Based on the information in Fig. 5, and considering the data of 168 h as the minimum possible value (aged cultures), we figured that cultures in both experiments reached around 70% maturity at 96 h. Therefore, every culture evolved successfully and the conditions were appropriate to grow the microalgae and keep them in a good state of health. In addition, the cultures that reached the lowest F₆₈₅/F₇₄₀ values, that is, the highest photosynthetic activity, were those of Experiment A, which started with the lowest initial concentration. Moreover, after 72 h, these values did not change significantly. This is the moment when illumination may not be enough for the culture because cell concentration reduces the passage of light. Equation (2) expresses a very useful linear correlation between the logarithmic concentration of microalgae and the F₆₈₅/F₇₄₀ ratio through time (Fig. 6): (2) $$\text{ln}\left(\frac{x}{x_0}\right)=3.27-0.7084(F_{685}/F_{740})$$

Digital images

When the PBR was used, digital images of the cultures were taken to monitor the change in color and to measure the penetration of a fluorescent beam during microalgae growth. Figure 7 shows a selection of images illustrating a typical experiment. We observed that cultures got darker with time due to the increase of biomass concentration in the PBR preventing the passage of light throughout the reactor. For the fluorescence measurements, the flashes due to the blue super-luminescent diode were filtered in order to measure only fluorescence light contribution. This contribution diminishes with time due to a shadow effect produced by cells as the microalgae concentration gets denser.

**Excerpted data**
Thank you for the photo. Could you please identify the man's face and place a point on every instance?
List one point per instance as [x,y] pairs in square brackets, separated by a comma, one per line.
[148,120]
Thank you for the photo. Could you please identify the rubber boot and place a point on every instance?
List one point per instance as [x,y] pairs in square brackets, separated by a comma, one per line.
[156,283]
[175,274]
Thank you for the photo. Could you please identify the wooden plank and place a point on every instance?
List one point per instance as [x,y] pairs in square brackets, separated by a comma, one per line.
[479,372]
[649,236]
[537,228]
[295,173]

**Exercise brief**
Can you reproduce the part of the microalgae culture text above between "When the PBR" and "concentration gets denser.", inclusive?

**Exercise solution**
When the PBR was used, digital images of the cultures were taken to monitor the change in color and to measure the penetration of a fluorescent beam during microalgae growth. Figure 7 shows a selection of images illustrating a typical experiment. We observed that cultures got darker with time due to the increase of biomass concentration in the PBR preventing the passage of light throughout the reactor. For the fluorescence measurements, the flashes due to the blue super-luminescent diode were filtered in order to measure only fluorescence light contribution. This contribution diminishes with time due to a shadow effect produced by cells as the microalgae concentration gets denser.